## GIVEN REQUEST 1:
In the article below, condense the paragraph beginning "When the output is balanced" into a brief bulleted list that keeps its main facts.

## ARTICLE:
——

1) Input Bias Current
When the output is balanced, or when VOUT = 0, the input bias current (IB) is equal to one-half the total individual currents entering the two input connections. It is often a very tiny number; for example, IB = 100 nA is a normal value.
2) Input offset current
The difference between each individual current reaching the input terminals is known as the input offset current (Iio). Again, it is often of extremely low value; for instance, a common value is Iio = 10 nA.
3) Input offset voltage
In order to keep the op amp balanced, an input offset voltage Vio needs to be applied across the input terminal. Usually the value of Vio is = 1 mV.
Values of Iio and Vio may both vary with temperature, and this variation is referred to as Iio drift and Vio drift, respectively.
4) Power Supply Rejection Ratio (PSRR)

——

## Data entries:

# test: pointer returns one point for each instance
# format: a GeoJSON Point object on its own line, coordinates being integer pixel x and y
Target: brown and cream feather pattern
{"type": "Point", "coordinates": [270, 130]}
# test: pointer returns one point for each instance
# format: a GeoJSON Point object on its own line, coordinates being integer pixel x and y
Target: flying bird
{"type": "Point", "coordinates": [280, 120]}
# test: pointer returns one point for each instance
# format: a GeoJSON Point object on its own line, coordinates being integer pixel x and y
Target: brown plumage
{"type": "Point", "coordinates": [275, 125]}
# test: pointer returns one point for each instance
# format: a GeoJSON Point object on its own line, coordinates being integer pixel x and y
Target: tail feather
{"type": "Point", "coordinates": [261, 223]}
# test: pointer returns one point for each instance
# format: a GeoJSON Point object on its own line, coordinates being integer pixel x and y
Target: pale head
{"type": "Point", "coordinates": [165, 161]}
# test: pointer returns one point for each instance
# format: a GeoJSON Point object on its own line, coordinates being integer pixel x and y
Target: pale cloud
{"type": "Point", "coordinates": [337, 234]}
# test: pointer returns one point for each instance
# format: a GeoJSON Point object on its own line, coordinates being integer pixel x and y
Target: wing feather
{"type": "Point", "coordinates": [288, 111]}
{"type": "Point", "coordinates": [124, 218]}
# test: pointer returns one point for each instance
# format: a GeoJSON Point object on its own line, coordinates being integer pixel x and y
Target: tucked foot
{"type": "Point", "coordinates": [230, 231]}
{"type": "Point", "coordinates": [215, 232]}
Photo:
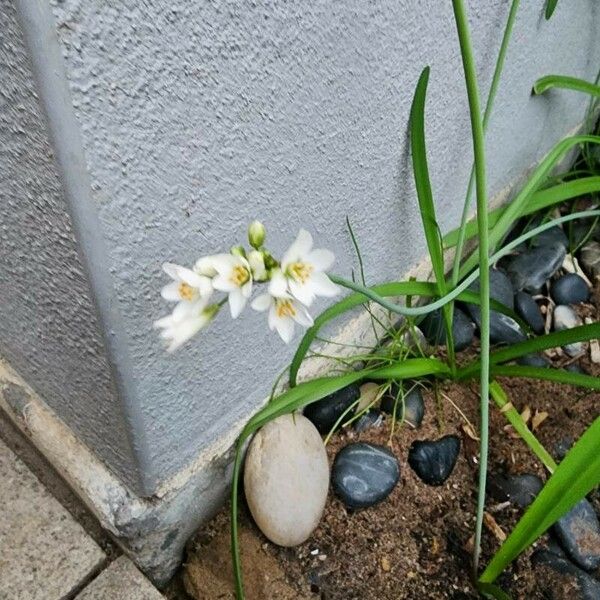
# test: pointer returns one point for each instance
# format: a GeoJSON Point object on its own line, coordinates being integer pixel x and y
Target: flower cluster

——

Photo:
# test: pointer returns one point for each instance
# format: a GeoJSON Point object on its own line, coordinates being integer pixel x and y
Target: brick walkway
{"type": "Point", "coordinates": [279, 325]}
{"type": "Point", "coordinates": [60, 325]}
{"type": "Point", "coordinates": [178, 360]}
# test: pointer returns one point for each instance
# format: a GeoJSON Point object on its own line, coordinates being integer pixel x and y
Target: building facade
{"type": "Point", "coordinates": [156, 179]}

——

## GIVEN REQUEST 2:
Count the lines in the rows above that contain the string "Target", and give only the number.

## COMPLETE OUTPUT 1:
- Input bias current (IB) is defined for a balanced output, where VOUT = 0.
- IB equals one-half the total of the individual currents entering the two input connections.
- It is usually very small; IB = 100 nA is a normal value.

## COMPLETE OUTPUT 2:
11